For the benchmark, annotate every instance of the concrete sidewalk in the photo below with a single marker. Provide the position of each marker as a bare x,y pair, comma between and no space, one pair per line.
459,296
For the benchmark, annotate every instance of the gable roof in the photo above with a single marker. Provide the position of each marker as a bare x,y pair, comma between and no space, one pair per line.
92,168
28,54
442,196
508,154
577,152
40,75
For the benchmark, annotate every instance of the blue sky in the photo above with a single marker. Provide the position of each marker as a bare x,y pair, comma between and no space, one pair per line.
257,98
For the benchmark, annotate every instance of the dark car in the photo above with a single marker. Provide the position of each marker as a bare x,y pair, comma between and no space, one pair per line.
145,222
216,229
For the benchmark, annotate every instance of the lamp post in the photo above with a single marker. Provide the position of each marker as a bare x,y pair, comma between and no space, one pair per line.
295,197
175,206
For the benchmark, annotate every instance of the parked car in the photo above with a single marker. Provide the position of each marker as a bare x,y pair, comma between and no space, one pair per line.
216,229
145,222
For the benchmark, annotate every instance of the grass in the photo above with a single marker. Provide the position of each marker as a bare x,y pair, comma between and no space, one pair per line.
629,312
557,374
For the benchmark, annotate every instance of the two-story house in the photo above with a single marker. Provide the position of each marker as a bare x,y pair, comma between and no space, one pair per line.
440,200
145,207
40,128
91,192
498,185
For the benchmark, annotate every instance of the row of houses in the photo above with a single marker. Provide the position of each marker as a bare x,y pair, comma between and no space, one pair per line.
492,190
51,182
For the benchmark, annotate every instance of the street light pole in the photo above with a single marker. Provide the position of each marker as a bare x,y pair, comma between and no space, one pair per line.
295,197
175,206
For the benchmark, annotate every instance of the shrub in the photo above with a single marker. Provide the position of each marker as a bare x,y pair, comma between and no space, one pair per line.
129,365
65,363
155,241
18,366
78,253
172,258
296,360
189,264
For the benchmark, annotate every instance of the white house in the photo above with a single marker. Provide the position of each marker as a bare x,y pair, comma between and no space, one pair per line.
******************************
WHAT IS BEING ASKED
Format every line of the records above as a numbered list, leaving out any blank lines.

FULL OUTPUT
1. For the benchmark, annotate every instance of the concrete sidewalk in the photo below with a single marker. Provide the position of each marker as a bare x,y pair, comma between and no space, one pair per line.
2. 459,296
3. For the benchmark, annotate every instance of the gable roof in the photo above with a single marker. Provide the position of each marker as a bare x,y pair, comma between and no space, one pair per line.
4. 92,168
5. 28,54
6. 442,196
7. 508,154
8. 577,152
9. 40,75
10. For the benchmark, annotate every instance of the blue sky in the photo above with a single marker. Provide the position of each marker as a bare x,y pair, comma between and no space, one pair per line.
11. 257,98
12. For the benchmark, annotate every instance of the dark car in the photo above with a single marker. Provide the position of each marker as a bare x,y pair, comma between and no space, one pair per line.
13. 145,222
14. 216,229
15. For the benchmark, annotate every instance of the lamp post in the photo above with a single marker. Provide the position of each marker as a bare x,y pair, comma between and no space, one pair per line.
16. 295,197
17. 175,206
18. For the benchmark, annotate every instance of the parked car in the photo above with a single marker. Provide the position of each marker as a bare x,y pair, comma between and no space, one pair per line.
19. 216,229
20. 145,222
21. For the benchmark, annotate every instance of the grass in the photo above with a single marker. Provide the position of each marker as a bare x,y pair, comma between and no space, one pair per line.
22. 629,312
23. 557,374
24. For the benchmark, annotate every instance of the two-story house in the photo above with a single marker. Provide the position of each marker as a bare x,y pair, comma between and no space, one pair per line.
25. 440,200
26. 145,207
27. 40,128
28. 91,192
29. 498,185
30. For the benchmark, annotate every instance of the row of houses in the photo above with a single marker. Provide the position of each marker as a bare x,y pair, comma between and no space, one pair per line.
31. 492,190
32. 51,182
33. For the benchmark, annotate every instance of the street light pole in the photo above with a single marker. Provide the position of each marker as a bare x,y pair, comma between and no space, one pair per line.
34. 295,197
35. 175,206
36. For the benchmark, annotate every instance of the shrub in the photo above with a single marker. Provide the position of each marker as a bare x,y pair, comma between and no space, one pair per line.
37. 129,365
38. 65,363
39. 155,241
40. 18,366
41. 78,253
42. 172,258
43. 296,360
44. 189,264
45. For the benchmark, annotate every instance of the white house in the photo above with a single marker. Provide the position of each marker as a bare x,y pair, comma between and no space, one pair per line.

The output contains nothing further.